**Dataset content**
▬▬▬▬▬▬

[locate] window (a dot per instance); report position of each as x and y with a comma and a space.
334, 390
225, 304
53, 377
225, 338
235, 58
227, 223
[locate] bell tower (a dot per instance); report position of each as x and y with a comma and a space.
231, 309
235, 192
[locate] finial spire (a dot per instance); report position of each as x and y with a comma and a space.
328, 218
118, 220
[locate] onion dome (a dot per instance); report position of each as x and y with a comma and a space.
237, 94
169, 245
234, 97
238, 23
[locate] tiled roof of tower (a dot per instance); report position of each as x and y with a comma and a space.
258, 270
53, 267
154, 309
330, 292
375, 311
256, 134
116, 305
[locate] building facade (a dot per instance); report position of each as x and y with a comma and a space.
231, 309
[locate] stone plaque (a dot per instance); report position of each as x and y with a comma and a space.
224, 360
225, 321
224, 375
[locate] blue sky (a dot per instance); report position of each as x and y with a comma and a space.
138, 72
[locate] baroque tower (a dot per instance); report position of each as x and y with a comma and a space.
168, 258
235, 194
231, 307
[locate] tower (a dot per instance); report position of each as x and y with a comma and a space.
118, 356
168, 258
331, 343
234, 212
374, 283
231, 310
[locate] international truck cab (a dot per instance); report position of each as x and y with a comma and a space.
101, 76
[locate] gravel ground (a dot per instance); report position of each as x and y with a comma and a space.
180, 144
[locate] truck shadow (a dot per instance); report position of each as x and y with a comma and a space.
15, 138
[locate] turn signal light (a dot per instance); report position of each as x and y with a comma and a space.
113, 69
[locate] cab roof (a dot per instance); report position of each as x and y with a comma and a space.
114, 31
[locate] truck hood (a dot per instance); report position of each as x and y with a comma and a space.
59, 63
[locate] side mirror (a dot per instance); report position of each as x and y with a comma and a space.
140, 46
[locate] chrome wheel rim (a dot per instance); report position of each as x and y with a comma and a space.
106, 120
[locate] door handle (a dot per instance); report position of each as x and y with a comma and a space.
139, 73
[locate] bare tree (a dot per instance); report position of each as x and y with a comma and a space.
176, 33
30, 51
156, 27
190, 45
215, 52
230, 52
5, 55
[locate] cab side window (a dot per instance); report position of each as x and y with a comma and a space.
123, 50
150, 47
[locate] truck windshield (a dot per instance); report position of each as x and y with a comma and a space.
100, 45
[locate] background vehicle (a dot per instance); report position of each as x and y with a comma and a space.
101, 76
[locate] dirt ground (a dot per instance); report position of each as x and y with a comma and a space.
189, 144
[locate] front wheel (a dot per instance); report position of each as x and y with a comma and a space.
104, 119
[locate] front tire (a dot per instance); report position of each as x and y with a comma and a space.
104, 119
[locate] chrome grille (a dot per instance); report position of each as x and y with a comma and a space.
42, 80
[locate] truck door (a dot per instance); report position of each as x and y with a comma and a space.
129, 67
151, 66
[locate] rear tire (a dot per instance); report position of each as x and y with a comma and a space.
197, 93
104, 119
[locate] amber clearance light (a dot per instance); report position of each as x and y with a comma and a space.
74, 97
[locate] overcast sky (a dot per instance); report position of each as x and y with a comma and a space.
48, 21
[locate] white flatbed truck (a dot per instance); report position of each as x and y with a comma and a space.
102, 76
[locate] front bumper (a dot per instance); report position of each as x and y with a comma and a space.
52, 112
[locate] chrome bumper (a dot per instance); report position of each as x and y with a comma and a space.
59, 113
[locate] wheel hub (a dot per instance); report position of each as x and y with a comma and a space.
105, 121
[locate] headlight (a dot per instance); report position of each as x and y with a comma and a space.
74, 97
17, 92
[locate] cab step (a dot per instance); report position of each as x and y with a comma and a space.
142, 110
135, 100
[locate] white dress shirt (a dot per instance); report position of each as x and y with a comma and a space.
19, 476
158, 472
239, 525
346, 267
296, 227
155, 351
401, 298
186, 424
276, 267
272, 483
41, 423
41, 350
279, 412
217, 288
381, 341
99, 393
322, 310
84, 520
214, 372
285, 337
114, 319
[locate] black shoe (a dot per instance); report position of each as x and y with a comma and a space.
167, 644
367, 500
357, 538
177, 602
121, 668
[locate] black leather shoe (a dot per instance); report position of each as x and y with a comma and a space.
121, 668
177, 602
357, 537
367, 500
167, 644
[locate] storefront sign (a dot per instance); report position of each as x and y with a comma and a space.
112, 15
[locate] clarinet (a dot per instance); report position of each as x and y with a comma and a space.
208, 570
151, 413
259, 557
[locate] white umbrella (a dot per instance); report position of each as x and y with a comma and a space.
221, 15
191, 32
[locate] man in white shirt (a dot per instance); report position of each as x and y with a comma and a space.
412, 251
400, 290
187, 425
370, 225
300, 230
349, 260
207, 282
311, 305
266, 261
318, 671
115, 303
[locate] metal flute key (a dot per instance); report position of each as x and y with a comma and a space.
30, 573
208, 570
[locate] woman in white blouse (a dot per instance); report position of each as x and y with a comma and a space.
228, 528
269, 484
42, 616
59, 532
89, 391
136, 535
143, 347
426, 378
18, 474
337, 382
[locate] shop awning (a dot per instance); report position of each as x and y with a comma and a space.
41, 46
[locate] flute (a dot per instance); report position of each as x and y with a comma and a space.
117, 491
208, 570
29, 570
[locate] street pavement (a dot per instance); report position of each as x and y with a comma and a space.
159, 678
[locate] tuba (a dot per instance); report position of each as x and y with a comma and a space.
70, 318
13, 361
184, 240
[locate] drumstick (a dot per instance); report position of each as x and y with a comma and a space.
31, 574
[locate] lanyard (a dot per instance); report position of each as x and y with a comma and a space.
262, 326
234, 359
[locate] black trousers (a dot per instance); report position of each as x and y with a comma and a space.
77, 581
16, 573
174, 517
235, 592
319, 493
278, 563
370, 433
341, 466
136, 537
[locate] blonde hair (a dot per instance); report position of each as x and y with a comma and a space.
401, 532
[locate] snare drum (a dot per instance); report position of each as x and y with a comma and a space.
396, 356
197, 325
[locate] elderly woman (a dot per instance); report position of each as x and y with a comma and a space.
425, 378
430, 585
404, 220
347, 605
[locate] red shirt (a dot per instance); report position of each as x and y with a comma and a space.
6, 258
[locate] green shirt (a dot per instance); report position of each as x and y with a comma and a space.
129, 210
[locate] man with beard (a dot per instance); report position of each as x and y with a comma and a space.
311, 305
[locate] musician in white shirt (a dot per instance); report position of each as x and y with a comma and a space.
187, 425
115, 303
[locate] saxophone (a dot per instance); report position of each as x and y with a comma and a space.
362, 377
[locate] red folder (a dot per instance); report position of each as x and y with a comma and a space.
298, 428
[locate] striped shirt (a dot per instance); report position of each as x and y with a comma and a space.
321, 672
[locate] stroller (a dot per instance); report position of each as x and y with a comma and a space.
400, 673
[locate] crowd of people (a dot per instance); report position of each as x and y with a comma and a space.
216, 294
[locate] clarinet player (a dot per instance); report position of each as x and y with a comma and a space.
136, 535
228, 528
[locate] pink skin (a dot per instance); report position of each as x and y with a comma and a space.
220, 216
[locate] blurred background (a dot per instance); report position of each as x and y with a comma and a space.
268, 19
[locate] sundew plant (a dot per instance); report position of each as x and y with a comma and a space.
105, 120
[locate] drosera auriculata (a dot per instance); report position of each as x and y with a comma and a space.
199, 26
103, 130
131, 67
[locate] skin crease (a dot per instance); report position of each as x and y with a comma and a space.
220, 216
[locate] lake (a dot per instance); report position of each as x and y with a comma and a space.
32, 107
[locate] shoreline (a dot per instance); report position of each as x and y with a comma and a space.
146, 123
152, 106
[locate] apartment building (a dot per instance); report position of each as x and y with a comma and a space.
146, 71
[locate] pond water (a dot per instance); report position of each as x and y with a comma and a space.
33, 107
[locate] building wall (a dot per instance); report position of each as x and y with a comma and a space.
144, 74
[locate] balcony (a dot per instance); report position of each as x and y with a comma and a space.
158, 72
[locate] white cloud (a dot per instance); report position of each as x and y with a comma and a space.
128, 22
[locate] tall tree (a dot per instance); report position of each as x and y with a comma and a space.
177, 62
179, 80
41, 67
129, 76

▬▬▬▬▬▬

**Your task**
Produce an exact transcription of the lines from the one containing "[locate] pink skin" through the end of the records, both included, and no other lines.

**Solved problem**
[locate] pink skin (a dot per instance); report position of each as x and y with a comma and a space.
220, 216
[locate] blurred background (a dot per instance); report position of each as x and y with a comma and a space.
268, 19
[locate] sundew plant (a dot per instance); report position of each as x and y with a comma and a space.
105, 120
[locate] drosera auriculata (a dot per instance); report position of each as x and y with a comma and a space.
199, 26
103, 130
131, 67
[locate] skin crease (a dot per instance); report position of each as x and y with a comma and a space.
220, 216
[locate] lake (a dot per instance); report position of each as x and y with a comma and a space.
32, 107
[locate] shoreline (a dot per instance); report position of each as x and y with a comma and a space.
146, 123
152, 106
[locate] apartment building (a dot per instance); report position of each as x and y with a comma and a space.
146, 71
[locate] pond water (a dot per instance); report position of each as x and y with a comma and a space.
33, 107
[locate] building wall (a dot per instance); report position of each as x and y with a comma and a space.
144, 74
[locate] balcony (a dot per instance); report position of each as x and y with a comma and a space.
158, 72
[locate] white cloud (a dot per instance); report position of each as x and y with a comma and a space.
128, 22
[locate] tall tree (a dot per instance); report position of each as x and y with a comma and a space.
177, 62
179, 80
41, 67
129, 76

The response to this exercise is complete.